====== Texto proporcionado ======

No faltarían amigos que los acogieran al llegar a la capital, pero conmueve leer en Memoria de la melancolía el recuerdo que en 1969, en plena redacción del libro, dedicaba María Teresa a quienes hicieron posible aquella huida hacia París en tan penosas y delicadas circunstancias: «¡Ay, cuántos años he tardado en dar verdaderamente las gracias al arquitecto francés y a los amigos de Marsella y a los marineros y fogoneros del barco que hace la carrera Orán-Marsella y a los soldados de la base militar de Orán! ¡Treinta años! ¡Vaya por Dios!»[353]

Una vez en París, fueron acogidos por el crítico de cine Georges Sadoul y su nueva esposa Jacqueline, que habían trabajado para la embajada Española como enlaces entre el PCF y su aparato mediático. Se habían conocido a través de Louis Aragón o de Luis Buñuel en una de las numerosas visitas que el matrimonio francés había realizado a España. El último encuentro con Sadoul tuvo lugar en el otoño de 1934, compartiendo juegos y diabluras literarias con los viejos amigos de la Residencia de Estudiantes. Hicieron una excursión a Toledo, evocando los gloriosos tiempos de la «Orden de Toledo», cofradía surreal, cervantina y etílica, creada por Buñuel y de la que formaron parte, además de sus fundadores (Francisco y Federico García Lorca, Rafael Sánchez Ventura, Pedro Garfias, Augusto Centeno, José Uzelay y Ernestina González), Pepín Bello, que ejercía de secretario, y los denominados «caballeros» Alberti, Urgoiti, Dalí, José María Hinojosa, María Teresa León, Hernando Viñes y la esposa de Buñuel, Jeanne. El mencionado Georges Sadoul, junto a Élie Lotar, Ana M.ª Custodio y Roger Désormière, formaron parte de los llamados «escuderos».

La estancia en casa de los Sadoul fue breve, aunque lo suficientemente productiva como para reflexionar con calma sobre la nueva situación, los problemas y los peligros que acechaban a la pareja española. «Cuando llegué a París -comenta Alberti- mi estado espiritual era negro, desesperado. El final de nuestra guerra, con la insurrección, en Madrid, del coronel Segismundo Casado, me había hundido en el mayor desánimo, apoderándose de nosotros, los recién exiliados españoles, el túnel de la más tremenda incertidumbre»[354] . Con estas palabras, el autor de Sobre los ángeles estaba describiendo la situación angustiosa que se abría para el matrimonio en un presente hostil, en un país probablemente de paso que mostraba el rostro de la indiferencia y de la hipocresía; una situación dramática de vida fugitiva, acosada por la policía, ahora francesa, en un clima de sospecha y de control; vida en permanente alerta, como dejan entender los primeros versos de Vida bilingüe de un refugiado español en Francia, libro publicado en 1942 pero escrito por Alberti durante los turbulentos días de 1939 en París:

Me despierto. París.

====== Datos del ejercicio ======

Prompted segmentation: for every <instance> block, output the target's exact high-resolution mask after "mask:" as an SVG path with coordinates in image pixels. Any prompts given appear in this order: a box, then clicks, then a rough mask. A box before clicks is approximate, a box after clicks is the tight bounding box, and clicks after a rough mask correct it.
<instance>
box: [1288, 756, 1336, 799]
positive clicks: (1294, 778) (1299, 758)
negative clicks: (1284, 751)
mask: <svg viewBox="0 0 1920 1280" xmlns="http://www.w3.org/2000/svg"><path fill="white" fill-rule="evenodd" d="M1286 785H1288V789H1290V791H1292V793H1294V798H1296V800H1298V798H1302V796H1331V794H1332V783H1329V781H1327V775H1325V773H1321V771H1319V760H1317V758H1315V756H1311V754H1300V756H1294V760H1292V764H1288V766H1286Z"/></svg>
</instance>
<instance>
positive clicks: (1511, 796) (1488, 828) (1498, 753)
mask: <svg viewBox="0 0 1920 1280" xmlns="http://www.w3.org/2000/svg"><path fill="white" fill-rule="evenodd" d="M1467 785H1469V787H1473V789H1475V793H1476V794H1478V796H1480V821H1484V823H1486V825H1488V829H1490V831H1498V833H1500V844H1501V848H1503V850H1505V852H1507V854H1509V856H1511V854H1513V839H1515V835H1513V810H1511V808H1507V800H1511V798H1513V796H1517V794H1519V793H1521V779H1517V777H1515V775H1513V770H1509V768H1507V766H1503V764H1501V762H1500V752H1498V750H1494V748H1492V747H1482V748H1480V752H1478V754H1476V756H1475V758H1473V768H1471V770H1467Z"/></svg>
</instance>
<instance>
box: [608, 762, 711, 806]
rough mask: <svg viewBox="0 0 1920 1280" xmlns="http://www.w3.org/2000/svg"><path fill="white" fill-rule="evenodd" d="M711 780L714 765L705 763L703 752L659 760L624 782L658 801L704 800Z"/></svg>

======

Ejercicio 1: Según el texto proporcionado, ¿quiénes acogieron a la pareja a su llegada a París?
Ejercicio 2: Convierte en una lista numerada, sin las líneas en blanco, el tramo de los registros que empieza en su primera línea y termina en la línea que contiene "negative clicks: (1284, 751)", ambas incluidas.

Resultado 1: El crítico de cine Georges Sadoul y su nueva esposa Jacqueline.

Resultado 2:
1. Prompted segmentation: for every <instance> block, output the target's exact high-resolution mask after "mask:" as an SVG path with coordinates in image pixels. Any prompts given appear in this order: a box, then clicks, then a rough mask. A box before clicks is approximate, a box after clicks is the tight bounding box, and clicks after a rough mask correct it.
2. <instance>
3. box: [1288, 756, 1336, 799]
4. positive clicks: (1294, 778) (1299, 758)
5. negative clicks: (1284, 751)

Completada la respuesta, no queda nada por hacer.